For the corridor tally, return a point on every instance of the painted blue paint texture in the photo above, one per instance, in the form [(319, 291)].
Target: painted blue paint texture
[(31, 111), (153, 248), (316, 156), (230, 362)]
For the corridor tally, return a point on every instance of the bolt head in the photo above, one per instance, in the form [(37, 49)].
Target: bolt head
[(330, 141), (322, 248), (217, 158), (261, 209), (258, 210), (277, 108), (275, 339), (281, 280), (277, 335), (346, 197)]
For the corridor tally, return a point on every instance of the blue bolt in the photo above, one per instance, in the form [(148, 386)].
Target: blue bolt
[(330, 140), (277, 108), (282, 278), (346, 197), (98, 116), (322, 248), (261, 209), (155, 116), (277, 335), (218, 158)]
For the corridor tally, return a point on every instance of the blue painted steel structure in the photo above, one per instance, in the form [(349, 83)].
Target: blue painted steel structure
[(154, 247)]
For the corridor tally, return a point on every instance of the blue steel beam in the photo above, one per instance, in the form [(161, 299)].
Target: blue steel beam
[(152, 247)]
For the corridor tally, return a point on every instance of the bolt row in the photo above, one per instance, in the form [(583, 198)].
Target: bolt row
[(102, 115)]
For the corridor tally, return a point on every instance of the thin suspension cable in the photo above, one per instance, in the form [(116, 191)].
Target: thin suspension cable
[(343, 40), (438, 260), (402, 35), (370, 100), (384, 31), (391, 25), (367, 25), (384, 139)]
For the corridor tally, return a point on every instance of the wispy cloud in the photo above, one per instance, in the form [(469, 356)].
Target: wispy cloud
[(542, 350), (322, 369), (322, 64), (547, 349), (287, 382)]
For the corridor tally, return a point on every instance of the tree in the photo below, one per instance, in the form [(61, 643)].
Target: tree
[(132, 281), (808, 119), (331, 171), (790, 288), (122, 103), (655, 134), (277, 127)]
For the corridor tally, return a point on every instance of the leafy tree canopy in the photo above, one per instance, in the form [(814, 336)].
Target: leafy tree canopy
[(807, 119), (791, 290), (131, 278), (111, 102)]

■ ■ ■ ■ ■ ■ ■

(YOUR TASK) Character for character, reproduce all of the lines above.

(EXERCISE OUTPUT)
For the corridor tally, return a point on every instance of the painted blue paint texture in the photo above, one per instance, in the form [(319, 291)].
Target: painted blue paint texture
[(31, 111), (153, 248), (316, 156), (230, 362)]
For the corridor tally, return a point on every instance of the bolt head in the photo above, one per instance, in the form [(37, 49)].
Target: bolt head
[(330, 141), (322, 248), (217, 158), (261, 209), (258, 210), (277, 108), (275, 339), (281, 280), (277, 335), (346, 197)]
For the corridor tally, return a point on every instance of the blue bolt in the photo above, one per instance, in the form [(148, 386)].
Target: blue bolt
[(330, 140), (277, 108), (282, 278), (346, 197), (98, 116), (322, 248), (261, 209), (155, 116), (277, 335), (218, 158)]
For the corridor tally, return a point on every instance of the blue painted steel structure in the photo above, one per instance, in the form [(349, 83)].
Target: blue painted steel structure
[(154, 247)]
For the corridor tally, return a point on every instance of the blue steel beam in the photo above, one per instance, in the form [(161, 299)].
Target: blue steel beam
[(152, 247)]
For the corridor tally, return a point on every instance of the bolt row in the photo above, one per instance, in the form [(583, 198)].
Target: bolt row
[(102, 115)]
For the corridor tally, return a point on every instance of the thin suspension cable in the photo above, one per instance, in the form [(116, 191)].
Target: thin suspension cable
[(343, 40), (438, 260), (402, 35), (370, 100), (384, 31), (391, 25), (367, 25), (384, 139)]
For the corridor tally, return a point on every instance of the wispy cloud in the photo above, one per instance, in the form [(469, 356)].
Target: wispy cloud
[(542, 350), (322, 369), (322, 64), (547, 349), (287, 382)]
For the corridor tally, return a point on every instance of the tree in the photo below, one per instance, in the form [(61, 643)].
Target: tree
[(132, 281), (808, 119), (331, 171), (790, 288), (122, 103), (655, 134), (277, 127)]
For the corridor tally, return a point on every instance of the leafy tree canopy in the photo above, one per instance, in the form [(814, 336)].
Target: leafy tree canopy
[(807, 119), (791, 290), (131, 278), (111, 102)]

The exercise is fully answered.